- [TAREFA PROPOSTA 1]: Informe cada linha da listagem em que aparece a palavra "seated", levando em conta a diferença entre maiúsculas e minúsculas.

- [TRECHO DA PÁGINA]:
######

"(...) Ora, se só desejamos o que não temos, nunca temos o que desejamos, logo nunca somos felizes. Não que o desejo nunca seja satisfeito, a vida não é tão difícil assim. Mas é que, assim que um desejo é satisfeito, ele se abole como desejo: 'O prazer', escreverá Sartre, 'é a morte e o fracasso do desejo'. E, longe de ter o que desejamos, temos então o que desejávamos e já não desejamos. Como ser feliz não é ter o que desejávamos mas ter o que desejamos, isso nunca pode acontecer (já que, mais uma vez, só desejamos o que não temos). De modo que ora desejamos o que não temos, e sofremos com essa falta, ora temos o que, portanto, já não desejamos - e nos entendiamos, como escreverá Schopenhauer, ou nos apressamos a desejar outra coisa." (A Felicidade, Desesperadamente - pg. 28)
Os principais pontos de discussão abordados na obra dizem respeito à felicidade, à sabedoria e à filosofia. Trata-se de uma palestra que foi transformada em um livro e, ao final, são apresentadas perguntas feitas pelos participantes ao autor. Todo o livro é de grande riqueza, trazendo para a atualidade discursos centenários e que nos ajudam a tornar mais leve a nossa caminhada na vida. São pontos de vista que abrem nossa visão para novas possibilidades.

######

- [TAREFA PROPOSTA 2]: Dê continuidade ao texto sobre o livro A Felicidade, Desesperadamente a partir do ponto em que ele termina.

- [LISTAGEM PARA CONSULTA]:
######

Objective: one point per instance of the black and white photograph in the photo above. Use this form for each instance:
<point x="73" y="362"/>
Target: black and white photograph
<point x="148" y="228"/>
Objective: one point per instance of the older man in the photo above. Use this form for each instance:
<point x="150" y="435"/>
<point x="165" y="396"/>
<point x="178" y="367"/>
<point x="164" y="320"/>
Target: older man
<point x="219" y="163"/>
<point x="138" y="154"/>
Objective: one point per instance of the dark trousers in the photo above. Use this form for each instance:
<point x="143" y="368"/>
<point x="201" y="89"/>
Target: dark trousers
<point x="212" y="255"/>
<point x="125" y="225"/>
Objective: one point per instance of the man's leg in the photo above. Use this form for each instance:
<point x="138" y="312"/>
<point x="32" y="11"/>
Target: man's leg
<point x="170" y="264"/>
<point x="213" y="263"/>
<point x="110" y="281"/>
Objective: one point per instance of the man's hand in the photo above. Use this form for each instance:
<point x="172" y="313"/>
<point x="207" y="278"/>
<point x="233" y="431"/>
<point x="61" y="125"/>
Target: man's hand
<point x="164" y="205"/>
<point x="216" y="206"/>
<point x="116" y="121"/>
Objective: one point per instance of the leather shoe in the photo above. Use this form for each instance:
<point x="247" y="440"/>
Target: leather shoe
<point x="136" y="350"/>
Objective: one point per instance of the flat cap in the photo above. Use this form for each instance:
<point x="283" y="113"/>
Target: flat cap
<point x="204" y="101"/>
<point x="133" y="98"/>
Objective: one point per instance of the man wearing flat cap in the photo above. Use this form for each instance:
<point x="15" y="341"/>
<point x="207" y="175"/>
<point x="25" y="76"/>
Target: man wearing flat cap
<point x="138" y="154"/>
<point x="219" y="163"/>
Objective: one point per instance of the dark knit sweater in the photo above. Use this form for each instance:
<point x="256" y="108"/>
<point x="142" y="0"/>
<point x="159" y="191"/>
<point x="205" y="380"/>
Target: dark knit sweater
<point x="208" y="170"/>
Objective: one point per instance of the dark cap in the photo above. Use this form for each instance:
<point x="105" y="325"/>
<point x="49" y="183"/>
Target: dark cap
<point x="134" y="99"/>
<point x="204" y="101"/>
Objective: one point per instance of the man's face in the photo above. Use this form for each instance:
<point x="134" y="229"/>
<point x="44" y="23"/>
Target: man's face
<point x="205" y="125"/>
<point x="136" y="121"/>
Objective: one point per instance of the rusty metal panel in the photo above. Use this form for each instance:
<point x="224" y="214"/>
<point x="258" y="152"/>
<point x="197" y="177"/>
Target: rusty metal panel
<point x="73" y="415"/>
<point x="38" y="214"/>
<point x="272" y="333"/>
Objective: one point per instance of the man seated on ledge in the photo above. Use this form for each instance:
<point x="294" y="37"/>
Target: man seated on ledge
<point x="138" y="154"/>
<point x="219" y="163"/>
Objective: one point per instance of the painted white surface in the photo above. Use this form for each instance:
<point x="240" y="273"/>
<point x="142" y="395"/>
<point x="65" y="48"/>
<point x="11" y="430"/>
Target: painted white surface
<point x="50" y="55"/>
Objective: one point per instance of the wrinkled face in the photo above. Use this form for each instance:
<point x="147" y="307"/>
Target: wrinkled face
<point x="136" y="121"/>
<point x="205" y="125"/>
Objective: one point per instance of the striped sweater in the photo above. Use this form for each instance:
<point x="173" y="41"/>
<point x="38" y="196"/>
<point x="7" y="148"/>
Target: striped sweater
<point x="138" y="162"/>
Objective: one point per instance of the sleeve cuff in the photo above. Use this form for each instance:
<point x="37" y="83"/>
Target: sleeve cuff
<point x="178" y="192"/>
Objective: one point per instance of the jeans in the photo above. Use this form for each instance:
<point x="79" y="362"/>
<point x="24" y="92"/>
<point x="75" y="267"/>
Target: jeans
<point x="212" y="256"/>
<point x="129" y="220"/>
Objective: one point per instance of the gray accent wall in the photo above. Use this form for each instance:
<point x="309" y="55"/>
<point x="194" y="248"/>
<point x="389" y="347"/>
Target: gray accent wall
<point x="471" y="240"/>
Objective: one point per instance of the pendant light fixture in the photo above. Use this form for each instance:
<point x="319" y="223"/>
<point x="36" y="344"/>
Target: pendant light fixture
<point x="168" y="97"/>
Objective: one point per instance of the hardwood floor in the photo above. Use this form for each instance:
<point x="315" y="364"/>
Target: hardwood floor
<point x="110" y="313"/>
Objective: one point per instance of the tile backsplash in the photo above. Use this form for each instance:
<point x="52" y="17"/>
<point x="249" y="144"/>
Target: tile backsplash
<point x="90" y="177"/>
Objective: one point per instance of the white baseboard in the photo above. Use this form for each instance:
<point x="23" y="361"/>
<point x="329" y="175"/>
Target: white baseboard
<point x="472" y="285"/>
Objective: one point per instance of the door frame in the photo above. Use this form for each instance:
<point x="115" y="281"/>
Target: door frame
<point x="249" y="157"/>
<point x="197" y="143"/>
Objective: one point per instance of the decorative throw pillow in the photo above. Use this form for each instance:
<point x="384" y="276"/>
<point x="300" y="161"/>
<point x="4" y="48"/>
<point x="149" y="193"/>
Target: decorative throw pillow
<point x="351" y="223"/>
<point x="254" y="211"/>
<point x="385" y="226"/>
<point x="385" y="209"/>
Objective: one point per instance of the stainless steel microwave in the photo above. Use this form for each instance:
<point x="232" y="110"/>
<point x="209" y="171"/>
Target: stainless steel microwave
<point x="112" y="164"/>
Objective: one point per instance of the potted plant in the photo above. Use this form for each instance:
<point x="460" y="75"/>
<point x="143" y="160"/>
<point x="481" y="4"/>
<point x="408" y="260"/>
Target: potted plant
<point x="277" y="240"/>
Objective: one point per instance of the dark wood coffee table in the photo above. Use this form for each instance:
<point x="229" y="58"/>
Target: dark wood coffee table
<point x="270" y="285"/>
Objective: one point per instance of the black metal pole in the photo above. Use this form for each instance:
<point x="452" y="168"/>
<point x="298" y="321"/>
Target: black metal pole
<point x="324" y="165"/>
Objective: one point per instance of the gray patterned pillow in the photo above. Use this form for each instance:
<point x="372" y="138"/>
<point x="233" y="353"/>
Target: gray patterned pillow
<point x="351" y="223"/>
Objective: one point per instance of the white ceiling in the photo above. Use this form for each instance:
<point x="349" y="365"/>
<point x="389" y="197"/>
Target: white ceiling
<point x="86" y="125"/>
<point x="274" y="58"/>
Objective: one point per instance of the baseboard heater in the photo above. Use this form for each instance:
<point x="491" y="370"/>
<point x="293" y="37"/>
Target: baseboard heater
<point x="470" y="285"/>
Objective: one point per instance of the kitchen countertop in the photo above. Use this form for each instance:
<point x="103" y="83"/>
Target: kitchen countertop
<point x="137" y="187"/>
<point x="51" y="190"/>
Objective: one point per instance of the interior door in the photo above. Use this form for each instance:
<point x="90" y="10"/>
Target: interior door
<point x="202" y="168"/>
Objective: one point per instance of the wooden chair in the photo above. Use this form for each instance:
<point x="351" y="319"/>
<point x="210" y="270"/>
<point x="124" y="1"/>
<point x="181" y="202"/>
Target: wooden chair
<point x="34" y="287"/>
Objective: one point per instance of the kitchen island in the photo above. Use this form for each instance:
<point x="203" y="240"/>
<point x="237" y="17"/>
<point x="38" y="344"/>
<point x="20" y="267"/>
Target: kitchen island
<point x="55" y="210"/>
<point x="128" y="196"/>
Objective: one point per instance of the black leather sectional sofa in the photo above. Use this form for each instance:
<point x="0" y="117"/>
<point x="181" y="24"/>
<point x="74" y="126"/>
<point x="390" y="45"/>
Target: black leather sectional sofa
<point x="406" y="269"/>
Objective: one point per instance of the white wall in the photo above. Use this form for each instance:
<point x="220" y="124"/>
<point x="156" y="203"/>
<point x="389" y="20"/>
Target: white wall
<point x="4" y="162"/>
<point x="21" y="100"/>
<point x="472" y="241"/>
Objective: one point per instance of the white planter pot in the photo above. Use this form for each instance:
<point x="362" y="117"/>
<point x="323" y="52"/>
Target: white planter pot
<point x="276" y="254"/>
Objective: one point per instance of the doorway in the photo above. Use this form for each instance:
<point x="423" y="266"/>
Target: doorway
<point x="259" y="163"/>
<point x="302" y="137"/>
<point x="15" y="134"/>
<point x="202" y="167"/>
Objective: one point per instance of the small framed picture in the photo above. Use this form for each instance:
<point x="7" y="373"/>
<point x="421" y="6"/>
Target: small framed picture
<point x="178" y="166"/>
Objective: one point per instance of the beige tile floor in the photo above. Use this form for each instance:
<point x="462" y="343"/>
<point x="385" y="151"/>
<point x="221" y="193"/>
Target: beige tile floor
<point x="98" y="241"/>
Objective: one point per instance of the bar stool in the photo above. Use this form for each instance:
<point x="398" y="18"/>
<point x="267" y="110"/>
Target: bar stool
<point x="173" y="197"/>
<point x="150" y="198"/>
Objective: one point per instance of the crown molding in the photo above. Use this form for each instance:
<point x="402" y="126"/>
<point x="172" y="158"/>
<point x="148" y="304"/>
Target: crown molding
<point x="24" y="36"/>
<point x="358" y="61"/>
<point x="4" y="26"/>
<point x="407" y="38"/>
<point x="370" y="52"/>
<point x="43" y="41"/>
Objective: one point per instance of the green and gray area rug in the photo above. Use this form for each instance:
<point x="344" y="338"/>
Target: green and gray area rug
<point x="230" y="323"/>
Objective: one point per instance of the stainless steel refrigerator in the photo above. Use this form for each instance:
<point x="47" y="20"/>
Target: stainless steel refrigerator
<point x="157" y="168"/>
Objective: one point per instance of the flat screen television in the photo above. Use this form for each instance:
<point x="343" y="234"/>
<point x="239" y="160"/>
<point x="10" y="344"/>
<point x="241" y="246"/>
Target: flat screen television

######

- [RESPOSTA FINAL 1]:
Objective: one point per instance of the man seated on ledge in the photo above. Use this form for each instance:
Target: man seated on ledge

- [RESPOSTA FINAL 2]:
Grande parte do livro discute a filosofia e a felicidade como elementos altamente relacionados: "O que é a filosofia? (...) Quanto a mim, adotei a resposta que Epicuro dava a essa pergunta. Ela assume devidamente a forma de uma definição: 'A filosofia é uma atividade que, por discursos e raciocínios nos proporciona uma vida feliz'" (pg. 7). Assim como a sabedoria, conforme esta passagem: "A felicidade é a meta da filosofia. Ou, mais exatamente, a meta da filosofia é a sabedoria, portanto a felicidade - já que, mais uma vez, uma das ideias mais aceitas em toda a tradição filosófica, especialmente na tradição grega, é que se reconhece a sabedoria pela felicidade, em todo caso por certo tipo de felicidade" (pg. 9).
É um livro pequeno: são 89 páginas de texto corrido + 47 páginas com perguntas e respostas. A leitura é muito tranquila. Não me atrevo a fazer análises filosóficas da obra, visto que meu conhecimento para tal é insuficiente. Mas para o leitor comum, asseguro que é vantajoso e vale a pena a sua leitura.
O autor faz uma crítica muito interessante que se encaixa perfeitamente às nossas rotinas atuais: "Só esperamos o que não temos, e por isso mesmo somos tanto menos felizes quando mais esperamos ser felizes. estamos constantemente separados da felicidade pela própria esperança que a busca. (...) Pascal explica que jamais vivemos para o presente: vivemos um pouco para o passado, explica ele, e principalmente muito, muito, para o futuro. O fragmento termina da seguinte maneira: 'Assim, como nunca vivemos, esperamos viver; e, dispondo-nos sempre a ser felizes, é inevitável que nunca o sejamos.'" (pg. 36/37). Me identifiquei tanto com este trecho, que me pus a pensar em como reverter essa situação em minha vida... Ainda vou encontrar uma forma!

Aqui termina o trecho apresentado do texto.